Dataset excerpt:
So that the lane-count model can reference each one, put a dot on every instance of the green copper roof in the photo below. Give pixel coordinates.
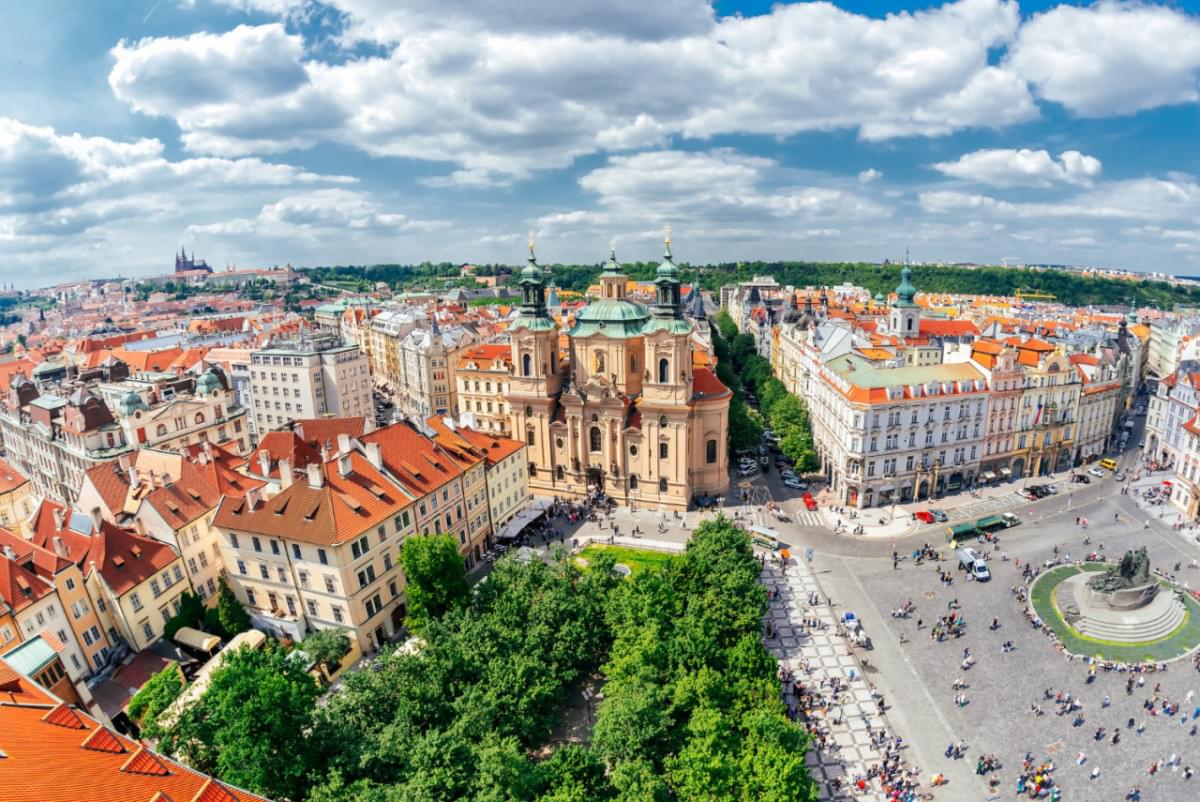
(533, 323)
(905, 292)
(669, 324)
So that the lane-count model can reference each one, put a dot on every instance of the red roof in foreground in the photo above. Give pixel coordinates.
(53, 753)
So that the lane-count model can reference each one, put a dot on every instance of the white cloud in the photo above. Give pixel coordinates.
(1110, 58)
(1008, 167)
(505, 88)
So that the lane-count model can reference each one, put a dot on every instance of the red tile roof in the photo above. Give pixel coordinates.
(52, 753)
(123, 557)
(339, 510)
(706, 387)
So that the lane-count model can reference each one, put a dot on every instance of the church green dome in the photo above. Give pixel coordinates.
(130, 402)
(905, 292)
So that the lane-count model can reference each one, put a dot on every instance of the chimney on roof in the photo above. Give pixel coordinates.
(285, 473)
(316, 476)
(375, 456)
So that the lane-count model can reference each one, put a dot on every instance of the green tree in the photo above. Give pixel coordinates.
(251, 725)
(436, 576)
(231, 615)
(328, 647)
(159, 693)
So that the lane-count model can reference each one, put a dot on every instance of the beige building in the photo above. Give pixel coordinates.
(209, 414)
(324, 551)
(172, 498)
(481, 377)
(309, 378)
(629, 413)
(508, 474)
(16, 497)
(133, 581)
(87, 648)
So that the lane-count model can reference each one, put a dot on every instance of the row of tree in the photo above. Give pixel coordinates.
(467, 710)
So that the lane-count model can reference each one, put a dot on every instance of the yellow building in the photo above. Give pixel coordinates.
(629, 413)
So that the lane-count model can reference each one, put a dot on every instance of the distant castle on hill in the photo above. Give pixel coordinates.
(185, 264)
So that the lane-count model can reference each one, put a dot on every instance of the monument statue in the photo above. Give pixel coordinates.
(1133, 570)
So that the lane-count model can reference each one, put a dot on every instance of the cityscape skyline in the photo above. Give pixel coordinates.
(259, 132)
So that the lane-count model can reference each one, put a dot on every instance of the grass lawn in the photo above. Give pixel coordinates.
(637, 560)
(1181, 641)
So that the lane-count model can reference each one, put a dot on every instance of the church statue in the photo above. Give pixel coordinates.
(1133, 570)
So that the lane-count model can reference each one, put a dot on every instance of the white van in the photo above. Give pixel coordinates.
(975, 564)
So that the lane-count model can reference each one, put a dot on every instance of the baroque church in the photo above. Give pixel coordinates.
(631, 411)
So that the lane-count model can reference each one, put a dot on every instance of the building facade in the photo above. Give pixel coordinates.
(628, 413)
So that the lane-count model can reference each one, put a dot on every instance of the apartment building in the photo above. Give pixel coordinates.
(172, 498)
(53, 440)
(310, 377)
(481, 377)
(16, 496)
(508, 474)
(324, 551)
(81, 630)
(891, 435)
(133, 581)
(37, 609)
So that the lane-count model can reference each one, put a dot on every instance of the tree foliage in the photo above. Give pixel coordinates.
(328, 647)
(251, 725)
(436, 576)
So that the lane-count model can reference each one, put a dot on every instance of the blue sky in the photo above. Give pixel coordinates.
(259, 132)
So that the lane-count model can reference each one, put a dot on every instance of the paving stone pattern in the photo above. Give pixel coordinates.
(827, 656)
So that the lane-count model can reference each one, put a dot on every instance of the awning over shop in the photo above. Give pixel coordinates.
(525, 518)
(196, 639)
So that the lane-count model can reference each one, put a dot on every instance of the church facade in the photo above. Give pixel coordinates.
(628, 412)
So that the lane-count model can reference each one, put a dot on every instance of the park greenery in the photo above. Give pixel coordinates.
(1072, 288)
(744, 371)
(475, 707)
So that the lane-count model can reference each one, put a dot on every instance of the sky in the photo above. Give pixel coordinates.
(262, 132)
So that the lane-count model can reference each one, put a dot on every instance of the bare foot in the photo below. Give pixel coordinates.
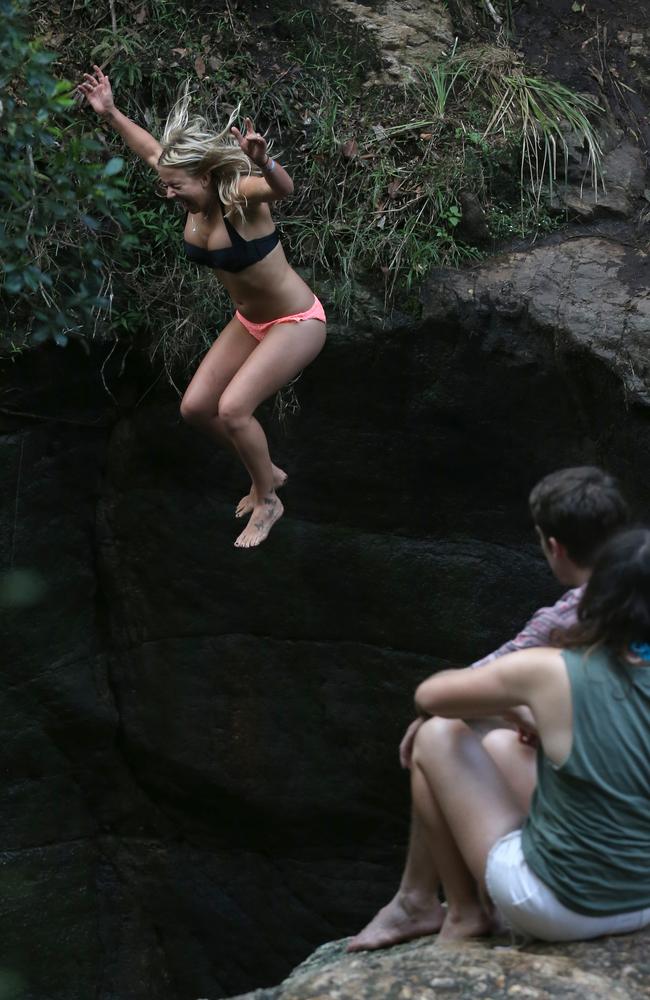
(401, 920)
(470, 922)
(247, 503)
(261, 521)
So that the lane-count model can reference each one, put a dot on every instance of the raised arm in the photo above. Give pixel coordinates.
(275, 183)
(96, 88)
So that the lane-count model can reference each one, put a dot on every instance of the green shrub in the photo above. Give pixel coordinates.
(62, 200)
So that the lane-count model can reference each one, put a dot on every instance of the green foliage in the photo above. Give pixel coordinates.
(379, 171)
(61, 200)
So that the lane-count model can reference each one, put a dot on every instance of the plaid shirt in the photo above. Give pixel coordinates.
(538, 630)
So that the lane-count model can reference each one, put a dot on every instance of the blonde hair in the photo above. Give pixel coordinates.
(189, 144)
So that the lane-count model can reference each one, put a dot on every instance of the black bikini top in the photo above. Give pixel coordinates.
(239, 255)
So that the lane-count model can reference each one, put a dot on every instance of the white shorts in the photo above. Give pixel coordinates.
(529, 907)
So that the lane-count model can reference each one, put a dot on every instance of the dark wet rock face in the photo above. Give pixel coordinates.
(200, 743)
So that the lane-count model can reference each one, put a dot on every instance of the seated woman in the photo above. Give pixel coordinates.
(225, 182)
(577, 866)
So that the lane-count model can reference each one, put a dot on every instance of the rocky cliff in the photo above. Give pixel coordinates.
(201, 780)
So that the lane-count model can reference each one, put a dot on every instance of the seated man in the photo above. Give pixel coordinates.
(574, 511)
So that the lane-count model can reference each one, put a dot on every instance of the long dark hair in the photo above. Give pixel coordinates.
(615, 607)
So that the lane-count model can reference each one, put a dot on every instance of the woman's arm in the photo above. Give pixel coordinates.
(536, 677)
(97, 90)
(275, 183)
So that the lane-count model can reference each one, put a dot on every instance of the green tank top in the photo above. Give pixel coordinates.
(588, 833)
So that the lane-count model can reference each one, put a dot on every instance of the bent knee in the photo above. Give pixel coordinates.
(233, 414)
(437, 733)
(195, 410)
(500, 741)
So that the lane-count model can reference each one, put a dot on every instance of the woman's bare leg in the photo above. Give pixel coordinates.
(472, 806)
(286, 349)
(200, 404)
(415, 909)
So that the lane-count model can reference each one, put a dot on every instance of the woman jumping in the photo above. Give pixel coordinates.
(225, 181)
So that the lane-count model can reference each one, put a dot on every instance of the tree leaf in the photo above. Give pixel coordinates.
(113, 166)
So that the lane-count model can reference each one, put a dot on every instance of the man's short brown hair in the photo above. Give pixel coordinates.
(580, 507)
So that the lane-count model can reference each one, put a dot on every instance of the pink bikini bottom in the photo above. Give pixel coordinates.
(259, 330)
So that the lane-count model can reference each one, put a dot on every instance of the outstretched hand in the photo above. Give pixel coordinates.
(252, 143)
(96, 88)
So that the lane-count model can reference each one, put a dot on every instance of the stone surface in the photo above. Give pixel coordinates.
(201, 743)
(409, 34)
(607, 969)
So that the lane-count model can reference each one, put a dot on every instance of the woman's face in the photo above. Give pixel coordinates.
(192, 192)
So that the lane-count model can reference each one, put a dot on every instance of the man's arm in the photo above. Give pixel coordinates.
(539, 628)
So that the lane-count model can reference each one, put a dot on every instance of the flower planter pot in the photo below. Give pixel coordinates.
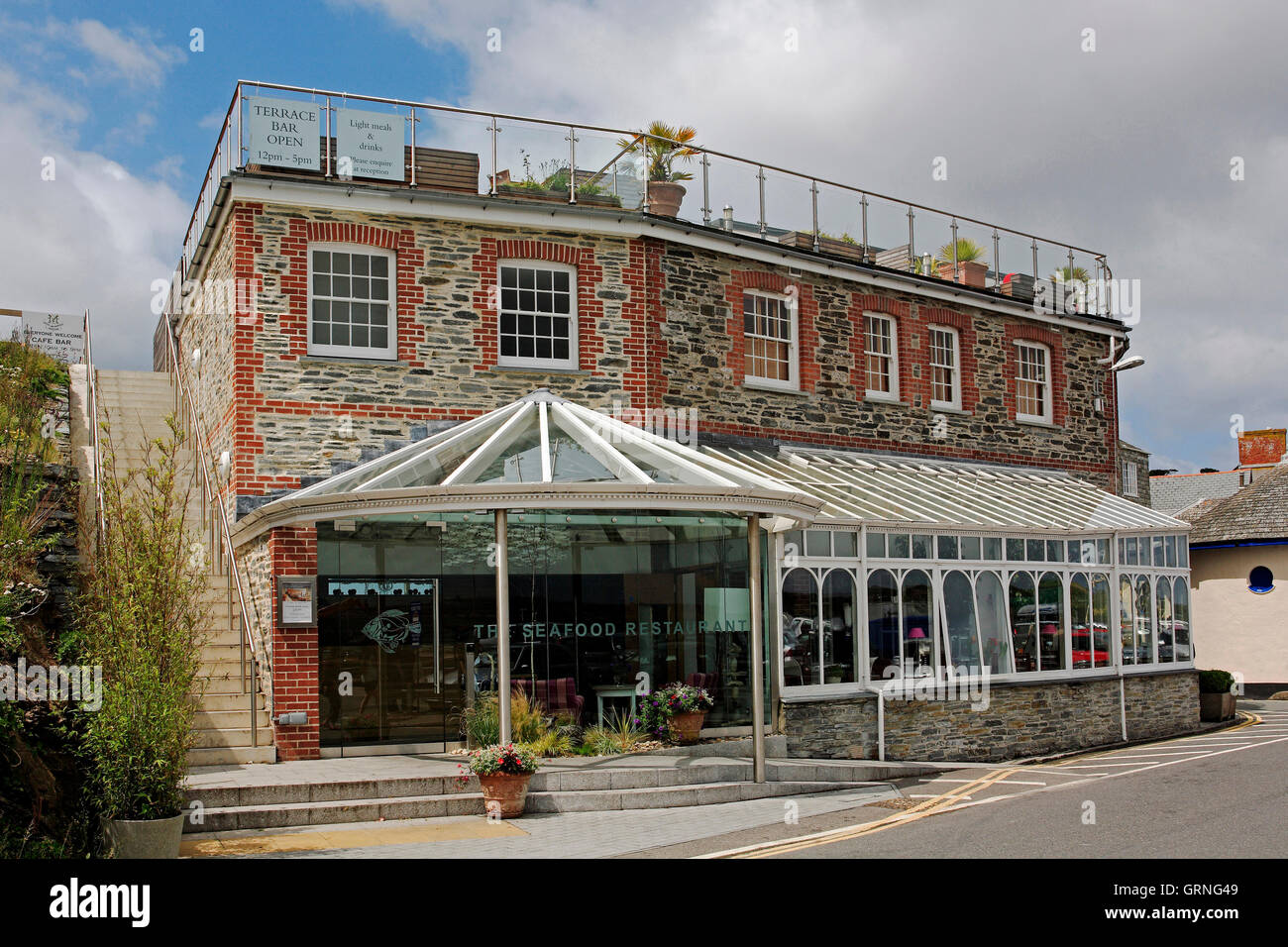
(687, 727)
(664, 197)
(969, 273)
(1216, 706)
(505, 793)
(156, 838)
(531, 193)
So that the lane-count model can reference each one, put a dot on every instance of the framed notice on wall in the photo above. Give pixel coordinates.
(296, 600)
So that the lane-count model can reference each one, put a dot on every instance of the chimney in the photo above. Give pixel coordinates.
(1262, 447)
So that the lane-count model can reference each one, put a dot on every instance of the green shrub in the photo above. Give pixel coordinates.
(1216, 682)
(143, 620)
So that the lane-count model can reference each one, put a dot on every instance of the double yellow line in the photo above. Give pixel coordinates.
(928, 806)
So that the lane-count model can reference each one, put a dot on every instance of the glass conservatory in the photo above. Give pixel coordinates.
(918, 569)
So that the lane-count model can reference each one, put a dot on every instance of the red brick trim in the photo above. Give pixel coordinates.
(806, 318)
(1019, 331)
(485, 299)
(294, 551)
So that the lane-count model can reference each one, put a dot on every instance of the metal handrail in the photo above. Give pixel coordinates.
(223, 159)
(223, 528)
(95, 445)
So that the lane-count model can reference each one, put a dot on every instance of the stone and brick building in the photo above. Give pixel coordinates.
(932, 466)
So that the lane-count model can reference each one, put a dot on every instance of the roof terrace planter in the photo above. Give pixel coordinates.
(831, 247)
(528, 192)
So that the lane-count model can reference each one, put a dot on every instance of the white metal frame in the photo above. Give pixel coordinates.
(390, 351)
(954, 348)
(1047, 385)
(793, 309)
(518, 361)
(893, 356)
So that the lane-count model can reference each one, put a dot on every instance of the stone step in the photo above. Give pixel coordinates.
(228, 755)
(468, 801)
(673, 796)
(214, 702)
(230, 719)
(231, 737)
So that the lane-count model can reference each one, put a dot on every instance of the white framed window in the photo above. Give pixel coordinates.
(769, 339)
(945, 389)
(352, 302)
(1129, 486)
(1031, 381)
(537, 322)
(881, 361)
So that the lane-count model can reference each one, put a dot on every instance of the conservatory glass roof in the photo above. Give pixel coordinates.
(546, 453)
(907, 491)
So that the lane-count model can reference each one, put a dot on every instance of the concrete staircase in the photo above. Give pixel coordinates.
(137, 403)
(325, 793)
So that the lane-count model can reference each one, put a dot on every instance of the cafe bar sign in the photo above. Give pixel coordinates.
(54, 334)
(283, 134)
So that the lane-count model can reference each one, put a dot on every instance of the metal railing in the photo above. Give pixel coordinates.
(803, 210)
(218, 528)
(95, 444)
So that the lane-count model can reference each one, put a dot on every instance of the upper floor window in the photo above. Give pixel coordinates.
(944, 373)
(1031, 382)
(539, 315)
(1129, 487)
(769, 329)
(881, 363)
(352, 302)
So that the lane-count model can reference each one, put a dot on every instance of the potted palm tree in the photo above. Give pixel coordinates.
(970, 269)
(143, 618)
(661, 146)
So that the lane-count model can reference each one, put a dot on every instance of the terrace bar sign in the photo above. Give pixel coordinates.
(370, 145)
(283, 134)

Problem details: Rewrite the items from the line that contains "of the cafe" through the last line of the items, replacing "bar sign" with "signboard" and leaving everything else unchanged.

Output below:
So that the lane-count model can reference each one, put a dot on every instance of the cafe signboard in the photo above. Give pixel coordinates.
(54, 334)
(283, 134)
So that the lane-count model can reference each one, put a dot on every instance of the metal railing in the photo above. Give pixel coordinates.
(803, 210)
(218, 528)
(95, 444)
So that the lane-count model can reference each one, put a dot on every instance of the upper floor window in the photo above. Give pixel coordinates.
(944, 373)
(1031, 382)
(539, 315)
(1129, 487)
(769, 329)
(881, 363)
(352, 302)
So that the lane-count model can reference each one, put a dot on every instance of the potted palm tree in the photo above. Give pixel coordinates.
(970, 269)
(143, 618)
(661, 146)
So that the lane-count model can reference each one, put a dot on every instance of the terrace signboard in the photo above. Give pixel coordinates.
(370, 145)
(283, 134)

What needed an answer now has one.